KURZE AUFGABE A = Schreibe bitte die Zeilen der Datensätze als Markdown-Tabelle mit den Spalten „Nr.“ und „Zeile“ um, beginnend mit der Zeile mit „Task — for every instance of the coach, mark“ und weiter bis zum Ende der Datensätze. Leere Zeilen lässt du weg.

ZITIERTER ABSCHNITT =
■ ■ ■ ■ ■
IT im Handel/Buchpreisbindung vor dem Aus?

Electronic Commerce wirbelt hiesigen Buchhandel durcheinander

08.05.1998

Wer Hanna Johansens "Universalgeschichte der Monogamie" hautnah erleben will, kann die Autorin im Literaturhaus in München oder eine Woche später im Kulturgasthaus Innsbruck während ihrer vom Carl Hanser Verlag organisierten Tour persönlich kennenlernen. Ein Mausklick genügt, und der geneigte Leser macht sich unter www.hanser.de auch mit den neuesten Ankündigungen frisch emittierter Werke aus Belletristik und Sachbuch vertraut, wie zum Beispiel mit Jörg Krauses 361 Seiten starkem Konvolut über den Electronic Commerce.

Doch geht es ans Bestellen, wird man höflich an den Buchhandel verwiesen. Zwar hilft der Web-Master per Link freundlich weiter auf das Verzeichnis lieferbarer Bücher (www.buchhandel. de). Aber der Gang zur Buchhandlung bleibt einem nicht erspart, es sei denn, man gibt sich als Ausländer zu erkennen, der sofort online über seine Kreditkarte ordern kann.

Die schöne neue Welt im Internet hat den Buchhandel längst erreicht. Die Wege zwischen Verlagshäusern und Lesern sind deshalb aber nicht unbedingt kürzer geworden. Zwar buhlt bereits eine Handvoll pfiffiger Online-Buchläden um die Gunst der surfenden Kunden. Wer allerdings deshalb schon den Untergang des nach ehernen Gesetzen funktionierenden Buchhandels herannahen sieht, muß sich eines Besseren belehren lassen. Ganze 30 Millionen Mark Umsatz konnte der elektronische Buchhandel nach Schätzungen von Insidern 1997 erzielen. 0,2 Prozent vom Gesamtmarkt. Selbst bei einer kaum realistischen Steigerungsrate von gut 100 Prozent jährlich bliebe in drei Jahren weniger als ein Prozent übrig.
■ ■ ■ ■ ■
DATENSÄTZE ZUR ÜBUNG =
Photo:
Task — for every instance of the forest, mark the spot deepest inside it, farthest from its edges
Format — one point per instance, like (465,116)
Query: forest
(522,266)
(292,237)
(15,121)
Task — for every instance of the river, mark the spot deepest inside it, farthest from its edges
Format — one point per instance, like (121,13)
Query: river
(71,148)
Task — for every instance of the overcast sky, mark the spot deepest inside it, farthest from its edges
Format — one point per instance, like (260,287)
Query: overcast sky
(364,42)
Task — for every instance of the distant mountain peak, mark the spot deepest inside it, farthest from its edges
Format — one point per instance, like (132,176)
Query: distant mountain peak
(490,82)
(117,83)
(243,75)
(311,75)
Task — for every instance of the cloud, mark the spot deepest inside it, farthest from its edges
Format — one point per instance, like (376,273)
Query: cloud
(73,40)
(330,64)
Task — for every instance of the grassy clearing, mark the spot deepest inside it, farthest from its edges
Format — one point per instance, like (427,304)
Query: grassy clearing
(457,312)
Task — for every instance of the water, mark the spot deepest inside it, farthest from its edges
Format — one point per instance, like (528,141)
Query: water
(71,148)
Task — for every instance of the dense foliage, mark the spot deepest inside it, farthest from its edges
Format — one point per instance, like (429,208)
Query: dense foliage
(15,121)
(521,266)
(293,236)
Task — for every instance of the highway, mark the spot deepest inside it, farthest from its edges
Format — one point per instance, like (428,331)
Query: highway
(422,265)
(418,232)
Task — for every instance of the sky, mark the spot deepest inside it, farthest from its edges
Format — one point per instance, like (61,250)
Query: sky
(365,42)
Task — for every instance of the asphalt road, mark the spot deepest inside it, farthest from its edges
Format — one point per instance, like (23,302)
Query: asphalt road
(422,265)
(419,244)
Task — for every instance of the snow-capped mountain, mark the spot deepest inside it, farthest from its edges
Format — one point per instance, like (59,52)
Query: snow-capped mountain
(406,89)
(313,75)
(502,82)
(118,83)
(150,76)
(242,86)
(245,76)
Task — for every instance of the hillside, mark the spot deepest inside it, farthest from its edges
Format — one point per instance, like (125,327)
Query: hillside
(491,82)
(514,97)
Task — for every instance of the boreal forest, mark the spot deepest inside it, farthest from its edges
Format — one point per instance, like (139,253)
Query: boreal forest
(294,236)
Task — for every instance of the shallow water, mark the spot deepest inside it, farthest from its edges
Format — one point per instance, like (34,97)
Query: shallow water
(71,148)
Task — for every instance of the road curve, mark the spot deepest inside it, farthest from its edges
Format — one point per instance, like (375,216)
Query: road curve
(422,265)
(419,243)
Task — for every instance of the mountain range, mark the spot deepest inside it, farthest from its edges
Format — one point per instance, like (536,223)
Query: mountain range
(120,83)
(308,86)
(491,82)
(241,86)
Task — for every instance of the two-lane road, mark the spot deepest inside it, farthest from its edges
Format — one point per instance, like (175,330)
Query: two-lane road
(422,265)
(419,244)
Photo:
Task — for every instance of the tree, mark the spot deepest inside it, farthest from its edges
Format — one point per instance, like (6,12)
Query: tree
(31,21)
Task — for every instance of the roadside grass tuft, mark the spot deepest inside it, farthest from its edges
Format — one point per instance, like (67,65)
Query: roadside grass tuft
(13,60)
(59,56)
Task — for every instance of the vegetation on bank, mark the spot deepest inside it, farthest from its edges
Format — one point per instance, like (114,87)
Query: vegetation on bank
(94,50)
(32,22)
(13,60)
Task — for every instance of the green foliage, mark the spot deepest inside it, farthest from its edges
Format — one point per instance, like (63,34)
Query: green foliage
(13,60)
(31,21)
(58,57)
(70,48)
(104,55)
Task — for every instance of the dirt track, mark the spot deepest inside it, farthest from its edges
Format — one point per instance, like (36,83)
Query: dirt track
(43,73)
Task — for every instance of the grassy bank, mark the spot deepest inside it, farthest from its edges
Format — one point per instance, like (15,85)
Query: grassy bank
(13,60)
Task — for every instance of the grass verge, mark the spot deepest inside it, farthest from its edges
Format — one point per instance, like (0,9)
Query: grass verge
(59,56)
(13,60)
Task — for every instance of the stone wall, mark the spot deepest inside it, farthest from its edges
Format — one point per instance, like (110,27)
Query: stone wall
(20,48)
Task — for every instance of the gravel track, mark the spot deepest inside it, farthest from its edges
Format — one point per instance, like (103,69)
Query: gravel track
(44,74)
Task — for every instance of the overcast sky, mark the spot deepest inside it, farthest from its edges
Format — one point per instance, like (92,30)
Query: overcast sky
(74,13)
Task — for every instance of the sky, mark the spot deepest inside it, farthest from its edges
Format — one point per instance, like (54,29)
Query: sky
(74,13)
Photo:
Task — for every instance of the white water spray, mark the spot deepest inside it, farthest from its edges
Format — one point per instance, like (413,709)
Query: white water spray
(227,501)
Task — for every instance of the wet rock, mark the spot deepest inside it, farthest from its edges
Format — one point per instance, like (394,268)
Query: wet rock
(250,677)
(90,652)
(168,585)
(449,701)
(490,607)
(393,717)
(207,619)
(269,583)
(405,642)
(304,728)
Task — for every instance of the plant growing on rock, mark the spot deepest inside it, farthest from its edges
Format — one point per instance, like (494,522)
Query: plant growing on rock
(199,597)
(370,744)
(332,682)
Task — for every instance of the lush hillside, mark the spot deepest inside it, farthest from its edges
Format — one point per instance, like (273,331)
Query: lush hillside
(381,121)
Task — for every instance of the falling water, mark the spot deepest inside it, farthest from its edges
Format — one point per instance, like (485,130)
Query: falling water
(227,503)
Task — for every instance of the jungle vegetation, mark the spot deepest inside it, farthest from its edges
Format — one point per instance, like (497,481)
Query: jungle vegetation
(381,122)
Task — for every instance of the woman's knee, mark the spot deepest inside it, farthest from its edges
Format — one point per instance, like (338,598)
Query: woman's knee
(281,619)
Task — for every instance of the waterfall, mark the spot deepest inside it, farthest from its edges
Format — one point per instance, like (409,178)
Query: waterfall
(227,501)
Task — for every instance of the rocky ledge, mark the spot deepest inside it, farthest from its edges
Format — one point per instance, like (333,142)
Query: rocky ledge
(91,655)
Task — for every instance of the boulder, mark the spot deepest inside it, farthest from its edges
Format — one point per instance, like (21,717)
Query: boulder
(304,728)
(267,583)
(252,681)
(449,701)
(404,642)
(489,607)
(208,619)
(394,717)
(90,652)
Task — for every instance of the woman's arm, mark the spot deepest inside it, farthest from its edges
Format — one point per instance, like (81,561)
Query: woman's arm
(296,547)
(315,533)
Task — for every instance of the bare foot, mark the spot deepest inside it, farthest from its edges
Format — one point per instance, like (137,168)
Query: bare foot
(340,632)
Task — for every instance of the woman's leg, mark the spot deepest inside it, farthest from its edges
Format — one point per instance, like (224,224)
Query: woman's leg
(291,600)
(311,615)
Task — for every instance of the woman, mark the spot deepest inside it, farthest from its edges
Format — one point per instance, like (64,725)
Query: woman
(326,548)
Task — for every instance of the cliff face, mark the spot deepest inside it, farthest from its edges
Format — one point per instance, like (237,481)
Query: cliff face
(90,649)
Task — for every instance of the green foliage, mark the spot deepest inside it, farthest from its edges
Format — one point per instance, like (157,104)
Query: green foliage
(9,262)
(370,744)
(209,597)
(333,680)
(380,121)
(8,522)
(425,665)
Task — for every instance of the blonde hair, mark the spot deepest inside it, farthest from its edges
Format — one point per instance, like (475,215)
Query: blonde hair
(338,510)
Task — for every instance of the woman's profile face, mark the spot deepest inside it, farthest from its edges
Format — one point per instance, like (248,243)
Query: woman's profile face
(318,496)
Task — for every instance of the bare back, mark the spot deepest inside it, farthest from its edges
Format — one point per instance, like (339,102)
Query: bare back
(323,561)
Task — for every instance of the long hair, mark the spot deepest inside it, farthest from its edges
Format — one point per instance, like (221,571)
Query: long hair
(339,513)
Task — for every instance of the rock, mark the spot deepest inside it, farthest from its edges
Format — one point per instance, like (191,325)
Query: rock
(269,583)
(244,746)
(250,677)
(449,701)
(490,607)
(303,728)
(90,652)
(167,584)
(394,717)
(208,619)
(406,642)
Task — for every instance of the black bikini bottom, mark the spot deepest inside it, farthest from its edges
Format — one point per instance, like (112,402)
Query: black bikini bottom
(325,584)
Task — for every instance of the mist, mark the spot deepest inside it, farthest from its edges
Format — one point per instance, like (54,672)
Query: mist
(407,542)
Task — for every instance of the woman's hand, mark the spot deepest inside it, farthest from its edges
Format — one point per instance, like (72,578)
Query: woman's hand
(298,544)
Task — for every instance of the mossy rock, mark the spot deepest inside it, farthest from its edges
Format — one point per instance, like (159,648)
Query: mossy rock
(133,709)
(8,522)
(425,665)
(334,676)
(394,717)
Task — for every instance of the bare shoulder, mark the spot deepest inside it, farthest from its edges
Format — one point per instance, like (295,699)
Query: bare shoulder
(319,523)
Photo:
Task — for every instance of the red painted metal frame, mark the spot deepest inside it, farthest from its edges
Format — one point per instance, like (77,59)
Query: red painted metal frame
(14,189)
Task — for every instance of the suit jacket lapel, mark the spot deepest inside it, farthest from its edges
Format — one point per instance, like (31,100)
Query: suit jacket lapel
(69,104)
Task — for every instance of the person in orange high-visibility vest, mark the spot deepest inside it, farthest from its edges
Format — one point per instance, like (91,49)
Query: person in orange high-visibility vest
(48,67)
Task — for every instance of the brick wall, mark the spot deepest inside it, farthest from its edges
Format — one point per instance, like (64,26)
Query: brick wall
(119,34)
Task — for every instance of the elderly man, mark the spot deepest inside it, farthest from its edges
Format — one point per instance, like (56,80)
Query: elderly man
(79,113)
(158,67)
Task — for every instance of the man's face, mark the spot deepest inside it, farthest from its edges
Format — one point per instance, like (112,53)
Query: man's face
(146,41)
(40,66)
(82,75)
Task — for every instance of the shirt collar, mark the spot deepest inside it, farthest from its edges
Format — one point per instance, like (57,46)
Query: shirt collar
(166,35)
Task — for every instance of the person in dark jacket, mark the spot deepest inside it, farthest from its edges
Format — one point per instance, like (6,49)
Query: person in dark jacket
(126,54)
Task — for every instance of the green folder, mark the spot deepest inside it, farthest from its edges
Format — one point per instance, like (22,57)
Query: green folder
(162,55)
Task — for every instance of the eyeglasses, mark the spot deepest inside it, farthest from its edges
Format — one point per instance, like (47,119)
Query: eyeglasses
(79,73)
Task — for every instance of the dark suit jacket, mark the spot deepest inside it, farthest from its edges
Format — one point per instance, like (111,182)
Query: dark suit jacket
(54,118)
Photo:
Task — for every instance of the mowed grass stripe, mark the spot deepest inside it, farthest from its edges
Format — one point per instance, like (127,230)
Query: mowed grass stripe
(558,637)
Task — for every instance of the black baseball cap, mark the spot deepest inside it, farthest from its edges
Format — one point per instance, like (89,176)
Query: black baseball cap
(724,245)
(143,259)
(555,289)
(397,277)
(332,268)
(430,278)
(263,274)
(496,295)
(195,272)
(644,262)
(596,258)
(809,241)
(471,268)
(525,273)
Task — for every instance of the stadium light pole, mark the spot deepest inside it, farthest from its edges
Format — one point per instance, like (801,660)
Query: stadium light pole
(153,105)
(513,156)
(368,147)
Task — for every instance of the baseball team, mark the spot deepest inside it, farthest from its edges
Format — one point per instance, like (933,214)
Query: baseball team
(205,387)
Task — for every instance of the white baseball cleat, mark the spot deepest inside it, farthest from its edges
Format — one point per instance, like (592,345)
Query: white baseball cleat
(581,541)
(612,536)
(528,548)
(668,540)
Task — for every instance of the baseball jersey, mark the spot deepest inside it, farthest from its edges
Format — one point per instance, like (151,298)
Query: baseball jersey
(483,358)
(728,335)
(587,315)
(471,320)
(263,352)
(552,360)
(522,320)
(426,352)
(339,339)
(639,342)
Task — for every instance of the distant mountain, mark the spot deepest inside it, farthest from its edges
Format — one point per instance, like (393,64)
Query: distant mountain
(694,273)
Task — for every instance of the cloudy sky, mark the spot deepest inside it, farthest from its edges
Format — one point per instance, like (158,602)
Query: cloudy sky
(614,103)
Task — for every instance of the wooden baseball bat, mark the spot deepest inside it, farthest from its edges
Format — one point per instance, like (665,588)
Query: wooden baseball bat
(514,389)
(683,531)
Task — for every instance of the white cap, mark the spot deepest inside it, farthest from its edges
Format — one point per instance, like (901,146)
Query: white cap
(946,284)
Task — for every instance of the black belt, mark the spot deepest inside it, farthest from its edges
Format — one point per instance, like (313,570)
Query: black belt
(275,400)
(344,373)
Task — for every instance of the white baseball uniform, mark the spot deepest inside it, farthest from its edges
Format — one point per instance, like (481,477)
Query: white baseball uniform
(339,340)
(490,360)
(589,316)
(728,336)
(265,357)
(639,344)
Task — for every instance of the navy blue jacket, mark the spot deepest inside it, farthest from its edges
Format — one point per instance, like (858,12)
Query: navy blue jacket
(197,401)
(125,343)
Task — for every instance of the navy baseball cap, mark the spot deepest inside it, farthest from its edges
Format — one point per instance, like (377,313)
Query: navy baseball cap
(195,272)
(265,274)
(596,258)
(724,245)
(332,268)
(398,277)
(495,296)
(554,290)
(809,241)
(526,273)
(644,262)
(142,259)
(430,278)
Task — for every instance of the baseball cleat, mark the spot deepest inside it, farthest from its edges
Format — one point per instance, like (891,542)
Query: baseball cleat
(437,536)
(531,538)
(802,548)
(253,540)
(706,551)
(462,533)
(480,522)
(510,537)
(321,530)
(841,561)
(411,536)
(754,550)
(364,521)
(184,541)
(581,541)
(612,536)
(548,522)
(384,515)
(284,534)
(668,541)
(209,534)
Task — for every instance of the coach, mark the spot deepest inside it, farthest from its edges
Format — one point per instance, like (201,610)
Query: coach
■ ■ ■ ■ ■
KURZE AUFGABE B = Gib den zitierten Abschnitt über die Buchpreisbindung vollständig und unverändert wieder.

VOLLSTÄNDIGE ANTWORT A =
| Nr. | Zeile |
|---|---|
| 1 | Task — for every instance of the coach, mark the spot deepest inside it, farthest from its edges |
| 2 | Format — one point per instance, like (201,610) |
| 3 | Query: coach |

VOLLSTÄNDIGE ANTWORT B =
IT im Handel/Buchpreisbindung vor dem Aus?

Electronic Commerce wirbelt hiesigen Buchhandel durcheinander

08.05.1998

Wer Hanna Johansens "Universalgeschichte der Monogamie" hautnah erleben will, kann die Autorin im Literaturhaus in München oder eine Woche später im Kulturgasthaus Innsbruck während ihrer vom Carl Hanser Verlag organisierten Tour persönlich kennenlernen. Ein Mausklick genügt, und der geneigte Leser macht sich unter www.hanser.de auch mit den neuesten Ankündigungen frisch emittierter Werke aus Belletristik und Sachbuch vertraut, wie zum Beispiel mit Jörg Krauses 361 Seiten starkem Konvolut über den Electronic Commerce.

Doch geht es ans Bestellen, wird man höflich an den Buchhandel verwiesen. Zwar hilft der Web-Master per Link freundlich weiter auf das Verzeichnis lieferbarer Bücher (www.buchhandel. de). Aber der Gang zur Buchhandlung bleibt einem nicht erspart, es sei denn, man gibt sich als Ausländer zu erkennen, der sofort online über seine Kreditkarte ordern kann.

Die schöne neue Welt im Internet hat den Buchhandel längst erreicht. Die Wege zwischen Verlagshäusern und Lesern sind deshalb aber nicht unbedingt kürzer geworden. Zwar buhlt bereits eine Handvoll pfiffiger Online-Buchläden um die Gunst der surfenden Kunden. Wer allerdings deshalb schon den Untergang des nach ehernen Gesetzen funktionierenden Buchhandels herannahen sieht, muß sich eines Besseren belehren lassen. Ganze 30 Millionen Mark Umsatz konnte der elektronische Buchhandel nach Schätzungen von Insidern 1997 erzielen. 0,2 Prozent vom Gesamtmarkt. Selbst bei einer kaum realistischen Steigerungsrate von gut 100 Prozent jährlich bliebe in drei Jahren weniger als ein Prozent übrig.